▶ MATERIAL SHOWN
- - - - - - -
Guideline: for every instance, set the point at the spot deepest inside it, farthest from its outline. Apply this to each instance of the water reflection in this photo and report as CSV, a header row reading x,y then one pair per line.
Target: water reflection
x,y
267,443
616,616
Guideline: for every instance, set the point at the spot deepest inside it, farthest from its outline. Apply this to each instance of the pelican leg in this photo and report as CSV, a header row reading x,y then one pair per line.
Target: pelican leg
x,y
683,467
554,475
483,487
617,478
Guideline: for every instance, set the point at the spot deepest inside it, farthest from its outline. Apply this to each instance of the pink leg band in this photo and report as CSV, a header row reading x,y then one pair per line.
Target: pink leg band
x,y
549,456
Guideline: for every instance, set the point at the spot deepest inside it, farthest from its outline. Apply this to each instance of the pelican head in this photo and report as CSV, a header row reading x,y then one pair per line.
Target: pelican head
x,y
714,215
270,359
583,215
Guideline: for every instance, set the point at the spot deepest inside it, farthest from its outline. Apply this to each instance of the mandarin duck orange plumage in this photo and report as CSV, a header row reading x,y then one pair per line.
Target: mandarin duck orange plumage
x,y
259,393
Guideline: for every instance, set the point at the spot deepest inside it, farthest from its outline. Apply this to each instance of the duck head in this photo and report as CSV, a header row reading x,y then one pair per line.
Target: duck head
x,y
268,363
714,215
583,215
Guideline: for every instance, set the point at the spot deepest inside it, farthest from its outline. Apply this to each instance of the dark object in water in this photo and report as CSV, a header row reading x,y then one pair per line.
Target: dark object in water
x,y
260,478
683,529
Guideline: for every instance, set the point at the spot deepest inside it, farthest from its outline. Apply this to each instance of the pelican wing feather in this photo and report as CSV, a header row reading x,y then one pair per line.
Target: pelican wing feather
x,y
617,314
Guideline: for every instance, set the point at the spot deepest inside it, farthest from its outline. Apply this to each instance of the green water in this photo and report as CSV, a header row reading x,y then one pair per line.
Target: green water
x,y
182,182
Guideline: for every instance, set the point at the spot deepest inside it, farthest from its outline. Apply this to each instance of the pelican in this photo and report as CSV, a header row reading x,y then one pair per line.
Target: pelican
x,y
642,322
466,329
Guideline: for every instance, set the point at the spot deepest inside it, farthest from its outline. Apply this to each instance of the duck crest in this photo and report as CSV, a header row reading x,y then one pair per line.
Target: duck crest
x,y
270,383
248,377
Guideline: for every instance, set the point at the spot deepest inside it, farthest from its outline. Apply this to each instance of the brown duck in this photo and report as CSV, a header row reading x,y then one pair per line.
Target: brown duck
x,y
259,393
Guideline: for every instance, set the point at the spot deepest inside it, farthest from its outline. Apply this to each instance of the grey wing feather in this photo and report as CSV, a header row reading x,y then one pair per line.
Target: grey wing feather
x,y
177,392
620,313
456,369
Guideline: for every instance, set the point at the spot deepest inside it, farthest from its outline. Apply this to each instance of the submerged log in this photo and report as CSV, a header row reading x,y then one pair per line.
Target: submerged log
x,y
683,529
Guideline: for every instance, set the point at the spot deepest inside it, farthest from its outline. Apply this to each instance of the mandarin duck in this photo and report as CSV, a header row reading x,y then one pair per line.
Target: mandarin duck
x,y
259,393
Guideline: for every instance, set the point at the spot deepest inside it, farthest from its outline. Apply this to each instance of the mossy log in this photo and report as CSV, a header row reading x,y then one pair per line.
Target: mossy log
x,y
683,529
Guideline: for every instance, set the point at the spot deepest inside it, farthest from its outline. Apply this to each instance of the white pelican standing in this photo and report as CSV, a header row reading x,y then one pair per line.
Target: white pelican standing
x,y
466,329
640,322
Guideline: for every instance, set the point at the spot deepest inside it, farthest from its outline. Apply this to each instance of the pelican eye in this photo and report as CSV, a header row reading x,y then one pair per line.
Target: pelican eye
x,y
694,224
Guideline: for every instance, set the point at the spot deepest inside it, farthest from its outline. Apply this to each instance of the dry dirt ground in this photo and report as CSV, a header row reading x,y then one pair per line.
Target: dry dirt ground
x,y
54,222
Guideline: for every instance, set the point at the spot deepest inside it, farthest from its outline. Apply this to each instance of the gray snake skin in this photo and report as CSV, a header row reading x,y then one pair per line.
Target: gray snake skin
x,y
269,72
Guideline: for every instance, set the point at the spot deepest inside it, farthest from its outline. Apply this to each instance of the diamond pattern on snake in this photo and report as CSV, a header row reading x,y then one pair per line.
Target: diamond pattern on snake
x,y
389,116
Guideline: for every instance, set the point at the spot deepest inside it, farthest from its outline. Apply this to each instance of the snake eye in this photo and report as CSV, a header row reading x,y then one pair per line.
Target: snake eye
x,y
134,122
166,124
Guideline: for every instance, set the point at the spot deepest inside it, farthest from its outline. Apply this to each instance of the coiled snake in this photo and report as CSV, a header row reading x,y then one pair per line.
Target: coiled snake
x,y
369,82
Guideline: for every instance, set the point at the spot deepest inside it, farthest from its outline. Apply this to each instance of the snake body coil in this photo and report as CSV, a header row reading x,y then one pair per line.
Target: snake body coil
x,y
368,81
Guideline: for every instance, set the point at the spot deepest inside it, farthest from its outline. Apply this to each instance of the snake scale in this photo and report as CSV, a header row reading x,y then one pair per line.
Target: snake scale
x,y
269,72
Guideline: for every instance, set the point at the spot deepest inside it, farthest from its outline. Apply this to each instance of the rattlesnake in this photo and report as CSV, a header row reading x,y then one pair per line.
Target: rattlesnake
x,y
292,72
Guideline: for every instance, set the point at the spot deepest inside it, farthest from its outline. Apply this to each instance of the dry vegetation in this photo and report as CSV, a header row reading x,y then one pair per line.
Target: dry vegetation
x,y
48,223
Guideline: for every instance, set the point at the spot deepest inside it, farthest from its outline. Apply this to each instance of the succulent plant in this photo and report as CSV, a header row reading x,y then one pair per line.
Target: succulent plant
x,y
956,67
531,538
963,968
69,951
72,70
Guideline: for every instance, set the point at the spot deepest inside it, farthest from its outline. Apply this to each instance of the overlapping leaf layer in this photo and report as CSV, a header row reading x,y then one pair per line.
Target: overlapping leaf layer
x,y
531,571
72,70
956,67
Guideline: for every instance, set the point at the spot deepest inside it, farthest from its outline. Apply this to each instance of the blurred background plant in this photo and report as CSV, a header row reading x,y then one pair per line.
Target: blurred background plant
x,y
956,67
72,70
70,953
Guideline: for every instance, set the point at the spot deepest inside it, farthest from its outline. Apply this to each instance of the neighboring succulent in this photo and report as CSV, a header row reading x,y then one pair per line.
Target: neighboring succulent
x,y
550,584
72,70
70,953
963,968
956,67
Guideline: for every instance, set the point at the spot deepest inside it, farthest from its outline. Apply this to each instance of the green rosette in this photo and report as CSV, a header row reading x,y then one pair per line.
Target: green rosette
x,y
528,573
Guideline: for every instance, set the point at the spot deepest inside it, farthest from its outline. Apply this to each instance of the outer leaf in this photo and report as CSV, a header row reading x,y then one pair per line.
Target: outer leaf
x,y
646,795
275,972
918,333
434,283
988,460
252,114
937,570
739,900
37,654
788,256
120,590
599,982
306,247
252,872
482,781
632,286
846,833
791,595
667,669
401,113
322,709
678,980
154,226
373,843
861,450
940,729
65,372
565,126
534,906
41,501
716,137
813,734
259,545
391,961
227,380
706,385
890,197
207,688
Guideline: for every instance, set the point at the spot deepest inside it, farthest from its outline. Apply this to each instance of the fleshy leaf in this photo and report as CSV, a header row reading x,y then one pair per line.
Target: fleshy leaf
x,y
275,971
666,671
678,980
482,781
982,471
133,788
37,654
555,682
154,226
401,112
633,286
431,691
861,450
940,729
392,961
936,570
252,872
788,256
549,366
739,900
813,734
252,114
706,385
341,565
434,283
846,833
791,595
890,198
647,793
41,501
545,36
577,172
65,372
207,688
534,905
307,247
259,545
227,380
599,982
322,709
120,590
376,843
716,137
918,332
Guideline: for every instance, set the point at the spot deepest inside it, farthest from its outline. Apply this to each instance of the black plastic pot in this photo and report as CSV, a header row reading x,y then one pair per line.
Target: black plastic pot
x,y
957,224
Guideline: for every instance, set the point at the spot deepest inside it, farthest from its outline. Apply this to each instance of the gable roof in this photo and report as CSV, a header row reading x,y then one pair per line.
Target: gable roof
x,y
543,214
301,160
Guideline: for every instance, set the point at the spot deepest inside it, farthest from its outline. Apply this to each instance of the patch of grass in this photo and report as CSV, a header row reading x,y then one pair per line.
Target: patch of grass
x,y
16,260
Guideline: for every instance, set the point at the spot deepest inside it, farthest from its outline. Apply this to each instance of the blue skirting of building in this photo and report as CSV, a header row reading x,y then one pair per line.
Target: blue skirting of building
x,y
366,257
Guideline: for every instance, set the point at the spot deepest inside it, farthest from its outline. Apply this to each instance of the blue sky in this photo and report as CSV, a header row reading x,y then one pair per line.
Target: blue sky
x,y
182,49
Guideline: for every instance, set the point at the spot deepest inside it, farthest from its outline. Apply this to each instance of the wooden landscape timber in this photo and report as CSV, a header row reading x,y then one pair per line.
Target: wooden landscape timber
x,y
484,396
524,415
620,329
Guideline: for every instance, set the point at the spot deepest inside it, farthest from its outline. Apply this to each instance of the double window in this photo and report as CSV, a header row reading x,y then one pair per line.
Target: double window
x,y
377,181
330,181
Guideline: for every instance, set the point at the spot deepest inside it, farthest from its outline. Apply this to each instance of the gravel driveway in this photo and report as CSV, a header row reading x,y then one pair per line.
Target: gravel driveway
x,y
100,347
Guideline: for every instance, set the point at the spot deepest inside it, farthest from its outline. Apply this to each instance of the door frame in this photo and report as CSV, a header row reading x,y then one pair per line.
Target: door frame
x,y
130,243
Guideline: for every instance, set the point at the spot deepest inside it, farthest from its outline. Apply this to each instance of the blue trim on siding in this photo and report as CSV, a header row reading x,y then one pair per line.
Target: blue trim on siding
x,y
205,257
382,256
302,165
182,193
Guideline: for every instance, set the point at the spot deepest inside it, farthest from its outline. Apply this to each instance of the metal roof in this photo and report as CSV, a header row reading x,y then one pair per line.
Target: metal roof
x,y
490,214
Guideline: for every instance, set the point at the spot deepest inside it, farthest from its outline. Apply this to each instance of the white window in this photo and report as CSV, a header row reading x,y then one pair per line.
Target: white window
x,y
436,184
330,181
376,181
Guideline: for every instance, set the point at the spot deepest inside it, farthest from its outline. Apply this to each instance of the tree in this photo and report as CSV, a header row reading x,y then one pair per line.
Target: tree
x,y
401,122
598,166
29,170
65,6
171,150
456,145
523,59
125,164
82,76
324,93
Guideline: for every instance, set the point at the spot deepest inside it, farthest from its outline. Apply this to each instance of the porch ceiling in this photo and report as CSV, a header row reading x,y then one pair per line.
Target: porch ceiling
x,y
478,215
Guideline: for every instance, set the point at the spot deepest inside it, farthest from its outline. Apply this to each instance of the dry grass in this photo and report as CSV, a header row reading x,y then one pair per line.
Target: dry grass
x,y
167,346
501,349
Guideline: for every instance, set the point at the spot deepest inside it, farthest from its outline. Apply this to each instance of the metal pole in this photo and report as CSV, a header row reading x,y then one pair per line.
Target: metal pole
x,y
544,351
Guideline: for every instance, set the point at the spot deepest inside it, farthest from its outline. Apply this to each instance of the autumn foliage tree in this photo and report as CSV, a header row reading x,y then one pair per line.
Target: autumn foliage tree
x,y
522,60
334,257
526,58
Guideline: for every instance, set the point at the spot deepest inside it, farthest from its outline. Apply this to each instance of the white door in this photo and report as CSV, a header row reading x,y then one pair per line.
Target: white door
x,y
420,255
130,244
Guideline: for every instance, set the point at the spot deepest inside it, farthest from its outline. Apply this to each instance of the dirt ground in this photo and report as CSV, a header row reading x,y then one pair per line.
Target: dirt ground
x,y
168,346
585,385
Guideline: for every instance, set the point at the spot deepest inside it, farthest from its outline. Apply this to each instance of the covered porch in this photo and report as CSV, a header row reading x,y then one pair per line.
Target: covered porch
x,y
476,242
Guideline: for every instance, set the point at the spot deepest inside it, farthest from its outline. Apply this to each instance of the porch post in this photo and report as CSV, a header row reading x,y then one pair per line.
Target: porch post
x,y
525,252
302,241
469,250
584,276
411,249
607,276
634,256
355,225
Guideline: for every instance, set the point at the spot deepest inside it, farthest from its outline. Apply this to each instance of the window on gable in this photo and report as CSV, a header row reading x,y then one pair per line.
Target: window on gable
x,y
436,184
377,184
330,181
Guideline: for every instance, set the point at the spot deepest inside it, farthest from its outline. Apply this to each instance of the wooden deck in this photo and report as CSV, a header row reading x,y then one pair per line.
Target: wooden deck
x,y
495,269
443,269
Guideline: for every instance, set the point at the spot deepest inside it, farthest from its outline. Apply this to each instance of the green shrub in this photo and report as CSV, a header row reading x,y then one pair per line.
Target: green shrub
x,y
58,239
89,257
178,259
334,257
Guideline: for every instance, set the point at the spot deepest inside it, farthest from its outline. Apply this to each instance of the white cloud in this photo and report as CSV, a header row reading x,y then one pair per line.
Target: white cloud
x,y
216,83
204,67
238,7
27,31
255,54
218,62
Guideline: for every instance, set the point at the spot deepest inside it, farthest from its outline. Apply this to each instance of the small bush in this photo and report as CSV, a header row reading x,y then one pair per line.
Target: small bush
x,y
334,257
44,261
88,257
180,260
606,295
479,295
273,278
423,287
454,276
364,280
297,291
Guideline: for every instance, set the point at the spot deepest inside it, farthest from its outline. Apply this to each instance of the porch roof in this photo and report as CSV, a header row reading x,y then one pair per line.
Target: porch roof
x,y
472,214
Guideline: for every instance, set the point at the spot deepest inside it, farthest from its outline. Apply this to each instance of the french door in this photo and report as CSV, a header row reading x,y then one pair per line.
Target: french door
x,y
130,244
- - - - - - -
▶ OBJECTIVE
Everything from the line containing "the white cloud" to the end of the data above should be quoted exactly, please, both ends included, and nothing outside that span.

▶ EXERCISE RESPONSE
Guideline: for every instance, set the point at the spot deepest inside it, farthest from its outline. Apply this to each instance of the white cloud in this photo and report as CSV, a header row reading x,y then one pair per line.
Target: white cloud
x,y
216,83
204,67
238,7
27,31
255,54
218,62
Guideline: for every instance, set the point at the spot deepest inside it, farthest from its outline. Apply this to each instance of the small bush in this photo and report as CSV, a header row reading x,y then one pair per line.
Target: small bush
x,y
334,257
44,261
88,257
180,260
606,295
479,295
273,278
423,287
454,276
364,280
297,291
Guideline: for every instance, set the point at the spot deepest inside it, farthest from its outline. Apply this to each instance of the porch roof in this photo and report as CSV, a header row reading x,y then one pair per line.
Target: porch roof
x,y
472,214
Guideline: for every instance, set the point at the spot deepest inside it, farthest from its outline. Apply this to each instance of the french door in this photo and report as CSV, a header row reading x,y then one pair per line.
Target: french door
x,y
130,244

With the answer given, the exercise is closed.